Files

The configuration of PhantomBuster for each individual experiment is controlled via three CSV files. They are passed via command line arguments to the individual stages.

input_files.csv

CSV file that lists each input file (BAM or FASTQ) to be processed. Each row corresponds to a single input file. The column file is mandatory and must be the path to the input file. Paths can be absolute or relative to the directory in which phantombuster is executed. The column group is optional and groups different files into logical groups, in case that the sequences of a read are located in different files, as is common for FASTQ files. In FASTQ format the read 1, read 2, index 1 and index 2 are commonly seperated into files of the schema SampleName_S1_L001_X_001.fastq.gz where X is R1 for read 1, R2 for read 2 (paired end sequencing), I1 for index 1 and I2 for index 2. Each group must be unique and files that do not share reads/sequences must be in seperate groups. The column prefix is optional and configures which regular expressions are used for the file (see also regexes.csv). For the implementation that parses the file see phantombuster.config_files.read_input_files_file.

--------------------

Complete the following.
a) Turn the paragraph in the PhantomBuster files section that begins "CSV file that lists each input file" into a short bulleted list that keeps its main facts.
b) Carry on the PhantomBuster files section from where it stops.

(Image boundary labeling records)
--------------------

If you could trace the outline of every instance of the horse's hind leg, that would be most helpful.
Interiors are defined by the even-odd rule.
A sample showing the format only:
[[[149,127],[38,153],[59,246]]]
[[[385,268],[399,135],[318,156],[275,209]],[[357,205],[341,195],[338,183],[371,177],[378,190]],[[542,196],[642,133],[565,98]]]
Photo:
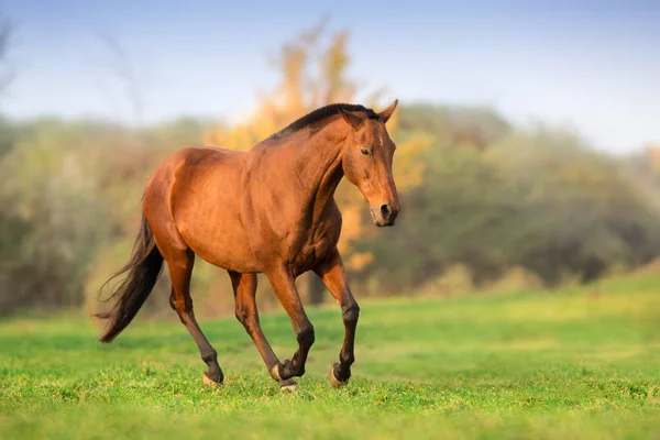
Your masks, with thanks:
[[[208,370],[204,374],[204,382],[210,385],[221,384],[224,375],[222,374],[222,370],[220,370],[220,365],[218,365],[218,353],[204,336],[193,311],[190,277],[193,275],[193,265],[195,264],[195,254],[190,250],[170,252],[165,260],[167,261],[172,278],[169,305],[177,312],[182,322],[186,326],[193,339],[195,339],[195,342],[197,342],[199,354],[201,354],[201,359],[208,366]]]
[[[275,381],[279,382],[282,389],[293,389],[297,385],[293,380],[280,380],[273,375],[273,369],[279,364],[277,355],[273,352],[273,348],[262,331],[258,321],[258,310],[256,309],[256,275],[240,274],[238,272],[228,271],[231,277],[231,285],[234,290],[237,302],[235,315],[237,319],[243,324],[250,338],[254,342],[256,350],[264,360],[268,373]]]

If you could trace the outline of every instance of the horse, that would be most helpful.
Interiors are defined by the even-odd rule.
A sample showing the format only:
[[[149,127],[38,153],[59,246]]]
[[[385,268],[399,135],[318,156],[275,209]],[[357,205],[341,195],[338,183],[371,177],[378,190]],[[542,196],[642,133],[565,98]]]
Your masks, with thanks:
[[[193,310],[190,277],[195,257],[229,273],[235,317],[243,324],[280,388],[295,388],[305,374],[315,341],[295,285],[314,271],[342,310],[344,340],[339,363],[330,367],[333,387],[346,385],[354,362],[360,307],[337,249],[342,218],[334,201],[340,180],[356,186],[377,227],[395,224],[400,209],[392,175],[395,143],[386,122],[398,100],[381,112],[360,105],[333,103],[296,120],[246,152],[189,146],[169,155],[148,178],[142,198],[141,229],[123,280],[96,316],[108,323],[100,342],[111,342],[135,317],[167,263],[169,305],[197,343],[207,371],[205,384],[222,384],[218,353]],[[289,316],[298,349],[280,362],[260,326],[256,275],[266,275]],[[102,288],[102,287],[101,287]]]

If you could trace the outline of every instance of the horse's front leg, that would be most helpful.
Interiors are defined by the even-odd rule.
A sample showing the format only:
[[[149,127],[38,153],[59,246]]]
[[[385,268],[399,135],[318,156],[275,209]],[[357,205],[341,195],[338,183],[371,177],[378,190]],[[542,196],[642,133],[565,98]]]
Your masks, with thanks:
[[[277,299],[279,299],[279,302],[288,314],[298,340],[298,350],[294,353],[292,360],[277,363],[271,371],[271,375],[274,378],[286,381],[290,377],[305,374],[307,354],[314,344],[314,326],[309,322],[307,314],[305,314],[300,295],[298,295],[298,289],[289,268],[284,265],[278,266],[267,271],[266,276],[273,286],[273,290],[275,290],[275,295],[277,295]]]
[[[315,267],[314,272],[321,277],[326,287],[341,306],[345,328],[344,342],[339,353],[339,363],[330,369],[330,383],[333,387],[339,388],[348,384],[349,378],[351,378],[351,365],[355,361],[353,349],[360,306],[358,306],[358,301],[353,298],[346,283],[343,263],[337,248],[330,252],[323,262]]]

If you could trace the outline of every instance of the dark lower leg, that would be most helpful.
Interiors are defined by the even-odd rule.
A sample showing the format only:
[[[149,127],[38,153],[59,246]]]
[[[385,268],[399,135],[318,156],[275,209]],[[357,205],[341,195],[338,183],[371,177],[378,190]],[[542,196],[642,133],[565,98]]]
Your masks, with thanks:
[[[294,353],[290,361],[278,363],[276,369],[273,369],[272,374],[280,380],[288,380],[294,376],[305,374],[305,363],[311,345],[314,344],[315,334],[314,327],[300,301],[300,296],[294,283],[294,277],[285,267],[272,271],[266,274],[271,280],[271,285],[277,295],[277,299],[286,310],[292,321],[292,326],[296,331],[298,340],[298,350]]]
[[[342,305],[341,310],[345,334],[343,345],[339,352],[339,364],[334,367],[334,377],[341,382],[345,382],[351,378],[351,365],[355,362],[355,328],[358,327],[360,307],[358,306],[358,302],[353,300],[348,305]]]
[[[360,307],[346,283],[341,255],[337,249],[315,268],[315,272],[341,305],[345,334],[339,353],[339,363],[333,365],[332,371],[336,380],[346,382],[351,377],[351,365],[355,361],[355,329],[360,317]]]
[[[197,343],[197,348],[199,349],[199,354],[201,355],[201,360],[207,364],[206,376],[211,381],[221,384],[224,380],[224,375],[222,374],[222,370],[218,364],[218,353],[211,346],[209,341],[204,336],[197,320],[195,319],[195,314],[193,310],[189,311],[178,311],[177,314],[190,334],[193,339]]]
[[[271,343],[261,328],[258,310],[256,308],[256,275],[229,272],[229,276],[234,289],[237,319],[243,324],[245,332],[250,336],[252,342],[254,342],[258,354],[261,354],[266,364],[268,374],[275,381],[279,382],[282,387],[295,386],[296,383],[294,381],[284,381],[273,374],[274,371],[277,371],[274,369],[277,369],[279,365],[279,359],[273,351]]]

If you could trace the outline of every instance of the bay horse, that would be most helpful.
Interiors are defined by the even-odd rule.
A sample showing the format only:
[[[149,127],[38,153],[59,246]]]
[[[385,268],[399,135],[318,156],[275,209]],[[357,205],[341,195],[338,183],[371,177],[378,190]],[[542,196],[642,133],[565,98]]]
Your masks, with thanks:
[[[206,384],[221,384],[218,354],[193,311],[190,276],[195,256],[224,268],[231,278],[235,316],[256,345],[270,375],[294,388],[305,373],[315,341],[295,279],[314,271],[342,310],[345,336],[339,363],[330,369],[334,387],[345,385],[354,362],[360,307],[346,283],[337,250],[341,212],[334,190],[343,176],[370,206],[373,222],[391,227],[399,212],[392,175],[395,144],[385,123],[398,100],[380,113],[358,105],[319,108],[248,152],[186,147],[152,174],[142,202],[142,226],[129,262],[117,276],[116,300],[97,317],[109,322],[101,342],[111,342],[138,314],[158,278],[163,260],[172,278],[169,304],[199,348]],[[260,326],[256,274],[264,273],[288,314],[298,350],[280,362]]]

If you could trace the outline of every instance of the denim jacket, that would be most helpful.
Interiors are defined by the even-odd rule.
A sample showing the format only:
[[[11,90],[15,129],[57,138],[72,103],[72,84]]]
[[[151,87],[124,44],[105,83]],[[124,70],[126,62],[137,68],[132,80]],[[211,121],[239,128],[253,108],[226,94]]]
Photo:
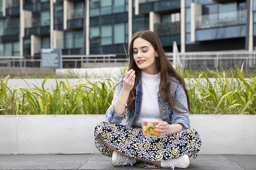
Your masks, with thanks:
[[[120,80],[120,81],[124,79],[125,76],[125,74],[122,76]],[[180,82],[175,77],[170,77],[170,78],[177,82],[180,83]],[[114,111],[114,104],[117,100],[117,97],[119,96],[121,90],[123,88],[123,81],[121,82],[116,86],[116,88],[111,105],[109,106],[106,112],[106,121],[112,124],[119,124],[122,122],[123,118],[124,115],[125,110],[126,110],[126,115],[127,117],[125,121],[125,125],[129,127],[132,127],[138,118],[141,107],[142,96],[142,87],[141,76],[140,77],[139,82],[135,87],[136,94],[134,95],[134,98],[133,99],[133,101],[135,101],[135,112],[133,118],[130,123],[129,123],[129,121],[131,120],[131,107],[130,106],[128,106],[125,109],[122,115],[119,115]],[[190,129],[190,121],[189,117],[189,113],[178,114],[173,110],[172,107],[168,103],[166,100],[165,91],[165,85],[164,78],[163,82],[163,88],[164,96],[164,101],[163,108],[162,119],[164,121],[167,122],[168,124],[170,124],[178,123],[182,124],[183,125],[183,128],[182,130]],[[171,80],[170,91],[172,97],[174,99],[175,96],[176,100],[188,109],[187,97],[182,85],[179,84]],[[173,92],[174,92],[174,93],[173,93]],[[159,109],[161,112],[162,110],[161,105],[162,104],[162,100],[159,92],[157,93],[157,100],[159,106]],[[179,107],[174,103],[173,103],[173,107],[176,109],[181,112],[187,112],[185,110]]]

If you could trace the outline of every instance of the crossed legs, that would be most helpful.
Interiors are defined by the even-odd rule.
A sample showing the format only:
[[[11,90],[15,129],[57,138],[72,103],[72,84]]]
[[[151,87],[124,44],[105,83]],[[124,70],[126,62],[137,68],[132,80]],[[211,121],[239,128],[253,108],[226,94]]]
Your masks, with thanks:
[[[129,157],[129,158],[132,158],[132,157],[131,157],[130,156],[128,156],[127,155],[125,155],[123,153],[121,152],[120,151],[119,151],[116,149],[115,148],[112,147],[110,145],[109,145],[108,144],[107,142],[104,141],[103,140],[103,139],[102,138],[102,136],[101,136],[100,135],[98,135],[98,137],[102,141],[103,141],[104,143],[106,144],[107,146],[109,148],[109,149],[111,149],[113,151],[116,151],[117,152],[118,152],[119,153],[120,153],[121,155],[123,155],[127,156],[127,157]],[[148,159],[141,159],[141,158],[137,158],[135,159],[136,159],[136,162],[139,162],[140,161],[142,161],[144,162],[149,162],[150,163],[151,163],[152,164],[153,164],[154,165],[156,165],[156,166],[158,166],[160,167],[161,167],[161,161],[153,161],[150,160],[149,160]]]

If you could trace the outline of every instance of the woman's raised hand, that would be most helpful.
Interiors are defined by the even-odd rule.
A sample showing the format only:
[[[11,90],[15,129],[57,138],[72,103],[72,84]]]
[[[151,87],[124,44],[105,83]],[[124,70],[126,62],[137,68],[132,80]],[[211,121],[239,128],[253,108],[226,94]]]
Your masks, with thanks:
[[[123,80],[123,90],[130,92],[132,89],[135,80],[135,71],[134,71],[133,69],[129,70],[126,73]]]

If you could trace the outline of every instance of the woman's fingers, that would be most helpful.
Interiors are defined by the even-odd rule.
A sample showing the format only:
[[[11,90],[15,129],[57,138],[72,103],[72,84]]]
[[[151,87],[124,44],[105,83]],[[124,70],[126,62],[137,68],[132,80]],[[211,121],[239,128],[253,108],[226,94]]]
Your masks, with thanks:
[[[131,74],[131,73],[133,70],[133,69],[130,70],[128,72],[127,72],[127,73],[126,73],[126,74],[125,74],[125,75],[124,76],[124,78],[128,78],[129,77],[129,76],[130,76],[130,75]]]

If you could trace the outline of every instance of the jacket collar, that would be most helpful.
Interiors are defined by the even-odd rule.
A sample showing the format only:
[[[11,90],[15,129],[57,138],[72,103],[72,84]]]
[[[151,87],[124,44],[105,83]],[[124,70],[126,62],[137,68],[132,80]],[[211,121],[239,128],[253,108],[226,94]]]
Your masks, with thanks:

--------------------

Responses for each task.
a)
- input_files.csv lists each BAM or FASTQ input file to be processed, one file per row.
- The column file is required and gives the file's path, either absolute or relative to the directory where phantombuster is run.
- The column group is optional and groups files whose reads are split across several files, as is common with FASTQ.
- FASTQ files often follow the naming schema SampleName_S1_L001_X_001.fastq.gz, where X is R1 (read 1), R2 (read 2, paired end), I1 (index 1) or I2 (index 2).
- Each group must be unique, and files that don't share reads must be in separate groups.
- The column prefix is optional and sets which regular expressions apply to the file (see regexes.csv).
- The parsing code is phantombuster.config_files.read_input_files_file.

b)
input_files.csv columns
Column	Mandatory	Meaning
file	Yes	Path to input file
group	No	Grouping of files which must be processed together
prefix	No	Regexes to use for extraction

input_files.csv Minimal Example
file
`/scratch/experiment20240702/data/20240702.bam`

input_files.csv Complex Example
file	group	prefix
`SampleOne_S1_L001_R1_001.fastq.gz`	S1	FASTQ_R1
`SampleOne_S1_L001_R2_001.fastq.gz`	S1	FASTQ_R2
`SampleOne_S1_L001_I1_001.fastq.gz`	S1	FASTQ_I1
`SampleOne_S1_L001_I2_001.fastq.gz`	S1	FASTQ_I2
`SampleTwo_S2_L001_R1_001.fastq.gz`	S2	FASTQ_R1
`SampleTwo_S2_L001_R2_001.fastq.gz`	S2	FASTQ_R2
`SampleTwo_S2_L001_I1_001.fastq.gz`	S2	FASTQ_I1
`SampleTwo_S2_L001_I2_001.fastq.gz`	S2	FASTQ_I2
`20240702.bam`	S3	BAM

regexes.csv

Regular expression to extract the barcodes from the sequences. Each row specifies one regular expression to apply to a read region. The column regex is mandatory and specifies the regular expression to use when extracting barcodes. For accepted regular expression syntax see the regex module. Named groups are extracted as barcodes (e.g. (?P<sample>w+) is a regular expression that captures a barcode named sample). Named groups with numbers at the end are concatenated to make a single barcode (e.g. (?P<sample0>w+)ACGTACGT(?P<sample1>w+) results in a single sample barcode). The column tag is mandatory and specifies the read region the regex is applied to. Possible values are query, bc and b2 for BAM files, and name and seq for FASTQ files. The column prefix is optional and is used to specify different regular expressions for different input files. Each prefix value in the input_files.csv should have a corresponding entry in the regexes.csv file. The column group is optional and can be used to specify regexes for a specific group of input files. The use of the group column is deprecated, instead use the prefix column. For the implementation that parses the file see phantombuster.config_files.read_regex_file.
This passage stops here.